### DESCRIPTION OF THE TASK
Copy the passage in the migration discussion between "2. The institutions" and "a language zone.", inclusive.

### TEXT EXTRACT
----
Being packed into a pub or concert isn't glorious for many of us, who prefer to take their friendships close, quiet and personal.

Align culture with our nature. Ot else!

by ormondotvos (ormond.otvosnospamgmialcon) on Sat Dec 31st, 2011 at 04:28:55 PM EST
[ Parent ]
Although, again from the U.S. viewpoint, we originally had a confederated system similar to today's E.U., then went to a federal system because of the same sorts of problems the E.U. is experiencing today.

But then over time the power of the states has been gradually reduced, and we have gradually moved towards a single voting system. The change is gradual, but the 17th amendment to the Constitution, which changed how U.S. senators are elected, was a huge change to the system. Now there are calls for popular election of the President, which would be another huge step towards a single integrated country.

The E.U. is here:
http://en.wikipedia.org/wiki/United_States_Constitution#First_government

by asdf on Tue Dec 27th, 2011 at 10:40:37 AM EST
[ Parent ]
The challenges I see are (some already mentioned by others in this thread):

  1. The precedents for migration during large economic upheavals (post Civil War movements in the USA, Okies and the like in the 1930s USA) are not happy ones for the people involved. And I don't think our politics is in good shape for that kind of disruption.

  2. The institutions of nation states remain defiantly in charge of policy. We don't have the political framework to actually ease this transition.

  3. The reason that migration is a trickle so far is that language is a big barrier. This "natural economic process" inside a currency zone is going to prove harder on people that it did inside a language zone.

All of which to say is, if we can be honest about the reality of concentration, we could act to address all of these challenges...
by Metatone (metatone [a|t] gmail (dot) com) on Tue Dec 27th, 2011 at 12:30:03 PM EST
[ Parent ]
Even lacking a large economic upheaval, migration is hard on families. It is not uncommon to have people here separated by thousands of miles, with families distributed to all corners of the country. At holiday seasons this becomes a significant consideration, because of the economic and social costs (namely, time wasted and hassles endured) of travel. Aged family members who cannot easily travel suffer the most.
by asdf on Tue Dec 27th, 2011 at 01:10:20 PM EST
[ Parent ]
I also forgot to say explicitly that if we see large scale migration from Southern Europe into (for example) an economically strong Germany, I'd guess that in the current political climate there will be a big backlash against free movement of people in the zone...
by Metatone (metatone [a|t] gmail (dot) com) on Tue Dec 27th, 2011 at 01:18:15 PM EST
[ Parent ]
For background, here is an interesting map for the U.S. that shows the net migration for any county in the country.
http://www.forbes.com/special-report/2011/migration.html

Map showing migration in and out of states.
http://3.bp.blogspot.com/_RwdH5DTKRas/TG_GhKDlc9I/AAAAAAAADR0/bHui58vD4Kc/s1600/state+to+state+migra tion+patterns.gif

Also one showing income change for each state due to migration.
http://www.taxfoundation.org/UserFiles/Image/migration_large.png

It would be interesting to compare the number of inter-state migrants in the U.S. to the number in the E.U.
----
### MATERIAL PROVIDED
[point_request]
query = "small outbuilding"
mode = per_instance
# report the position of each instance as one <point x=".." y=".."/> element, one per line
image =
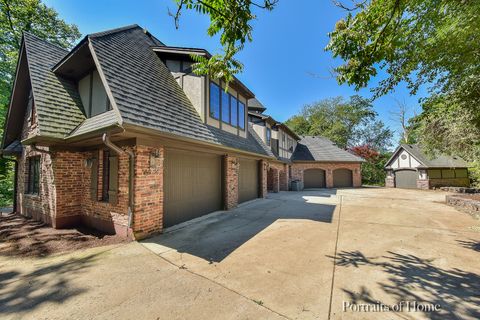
----
### FINAL RESULT
2. The institutions of nation states remain defiantly in charge of policy. We don't have the political framework to actually ease this transition.

  3. The reason that migration is a trickle so far is that language is a big barrier. This "natural economic process" inside a currency zone is going to prove harder on people that it did inside a language zone.